↓
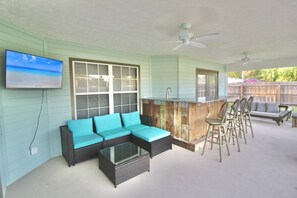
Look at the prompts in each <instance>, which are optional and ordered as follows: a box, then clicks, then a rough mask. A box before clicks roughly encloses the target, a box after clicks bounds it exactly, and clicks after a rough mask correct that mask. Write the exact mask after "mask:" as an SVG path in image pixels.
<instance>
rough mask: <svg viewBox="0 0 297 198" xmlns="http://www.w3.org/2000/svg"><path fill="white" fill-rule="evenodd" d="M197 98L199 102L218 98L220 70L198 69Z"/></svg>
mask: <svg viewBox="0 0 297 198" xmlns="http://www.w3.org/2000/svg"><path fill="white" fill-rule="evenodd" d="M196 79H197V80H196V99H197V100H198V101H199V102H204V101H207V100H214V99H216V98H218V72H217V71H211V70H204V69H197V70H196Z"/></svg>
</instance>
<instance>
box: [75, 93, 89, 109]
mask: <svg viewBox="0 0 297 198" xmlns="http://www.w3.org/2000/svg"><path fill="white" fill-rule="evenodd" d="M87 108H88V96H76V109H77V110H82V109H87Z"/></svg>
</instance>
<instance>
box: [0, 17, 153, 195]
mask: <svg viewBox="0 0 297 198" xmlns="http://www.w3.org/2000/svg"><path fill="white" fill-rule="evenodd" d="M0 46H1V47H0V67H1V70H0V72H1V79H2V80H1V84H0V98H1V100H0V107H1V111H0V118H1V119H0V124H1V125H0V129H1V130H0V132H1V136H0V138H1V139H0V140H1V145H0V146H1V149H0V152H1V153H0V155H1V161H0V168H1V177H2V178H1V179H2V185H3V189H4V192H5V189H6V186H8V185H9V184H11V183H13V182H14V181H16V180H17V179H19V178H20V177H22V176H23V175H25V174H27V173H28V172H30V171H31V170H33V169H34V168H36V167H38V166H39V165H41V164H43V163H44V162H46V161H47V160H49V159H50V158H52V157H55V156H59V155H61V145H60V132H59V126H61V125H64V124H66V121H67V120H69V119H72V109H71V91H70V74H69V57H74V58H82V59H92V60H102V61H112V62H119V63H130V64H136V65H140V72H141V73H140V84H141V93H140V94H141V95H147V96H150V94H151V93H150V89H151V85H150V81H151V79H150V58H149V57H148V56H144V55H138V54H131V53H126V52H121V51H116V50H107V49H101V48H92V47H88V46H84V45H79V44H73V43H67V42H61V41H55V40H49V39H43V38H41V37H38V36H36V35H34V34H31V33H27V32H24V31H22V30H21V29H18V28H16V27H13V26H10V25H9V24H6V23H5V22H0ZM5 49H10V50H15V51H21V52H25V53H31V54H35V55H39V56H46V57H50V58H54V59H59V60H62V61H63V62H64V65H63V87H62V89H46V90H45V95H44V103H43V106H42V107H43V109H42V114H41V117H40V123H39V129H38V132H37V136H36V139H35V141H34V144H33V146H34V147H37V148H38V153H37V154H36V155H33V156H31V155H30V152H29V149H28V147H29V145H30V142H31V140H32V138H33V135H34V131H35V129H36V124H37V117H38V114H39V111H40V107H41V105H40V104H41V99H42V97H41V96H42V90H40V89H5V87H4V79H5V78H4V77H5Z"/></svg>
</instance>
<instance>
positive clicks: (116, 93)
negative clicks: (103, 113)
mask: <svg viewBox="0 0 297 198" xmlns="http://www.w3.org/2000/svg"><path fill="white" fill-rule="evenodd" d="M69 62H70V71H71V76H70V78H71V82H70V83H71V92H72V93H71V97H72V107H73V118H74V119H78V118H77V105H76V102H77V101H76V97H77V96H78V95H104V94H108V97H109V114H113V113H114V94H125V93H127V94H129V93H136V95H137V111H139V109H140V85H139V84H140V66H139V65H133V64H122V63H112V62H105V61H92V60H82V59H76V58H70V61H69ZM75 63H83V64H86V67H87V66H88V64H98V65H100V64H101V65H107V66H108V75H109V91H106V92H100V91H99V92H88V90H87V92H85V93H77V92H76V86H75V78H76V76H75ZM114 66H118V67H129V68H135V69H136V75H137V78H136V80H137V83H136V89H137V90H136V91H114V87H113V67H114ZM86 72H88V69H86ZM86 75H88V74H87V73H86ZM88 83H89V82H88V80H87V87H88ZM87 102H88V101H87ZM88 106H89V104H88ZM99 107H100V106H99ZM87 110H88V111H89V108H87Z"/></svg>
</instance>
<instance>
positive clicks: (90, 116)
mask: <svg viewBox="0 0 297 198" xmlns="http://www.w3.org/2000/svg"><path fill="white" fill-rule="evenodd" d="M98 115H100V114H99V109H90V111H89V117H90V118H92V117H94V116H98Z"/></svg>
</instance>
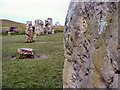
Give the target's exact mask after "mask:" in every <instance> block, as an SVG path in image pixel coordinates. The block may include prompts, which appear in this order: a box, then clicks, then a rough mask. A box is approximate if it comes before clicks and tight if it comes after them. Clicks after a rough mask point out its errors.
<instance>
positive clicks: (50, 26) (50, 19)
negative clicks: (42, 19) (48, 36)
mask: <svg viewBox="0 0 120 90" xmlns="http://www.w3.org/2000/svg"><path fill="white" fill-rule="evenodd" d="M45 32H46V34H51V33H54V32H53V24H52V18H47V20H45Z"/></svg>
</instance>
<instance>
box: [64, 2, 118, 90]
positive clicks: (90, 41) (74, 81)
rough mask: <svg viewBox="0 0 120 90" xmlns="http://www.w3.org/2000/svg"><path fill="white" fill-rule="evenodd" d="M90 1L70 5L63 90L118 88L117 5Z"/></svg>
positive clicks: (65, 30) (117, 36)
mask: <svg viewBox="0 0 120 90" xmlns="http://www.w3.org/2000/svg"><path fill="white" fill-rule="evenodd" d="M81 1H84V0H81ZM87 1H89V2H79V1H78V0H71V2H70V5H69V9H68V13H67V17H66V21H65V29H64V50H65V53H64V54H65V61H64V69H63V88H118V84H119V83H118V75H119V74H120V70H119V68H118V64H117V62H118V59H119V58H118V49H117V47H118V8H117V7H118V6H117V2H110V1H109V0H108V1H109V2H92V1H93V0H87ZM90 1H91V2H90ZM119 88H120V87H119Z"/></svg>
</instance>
↑
**WHAT YOU NEED TO DO**
Show every line of the material above that contains the string "positive", and treat uppercase and lowercase as different.

**YOUR RESPONSE**
positive clicks: (116, 93)
positive clicks: (90, 116)
positive clicks: (50, 26) (50, 19)
positive clicks: (90, 41) (74, 81)
positive clicks: (65, 30) (117, 36)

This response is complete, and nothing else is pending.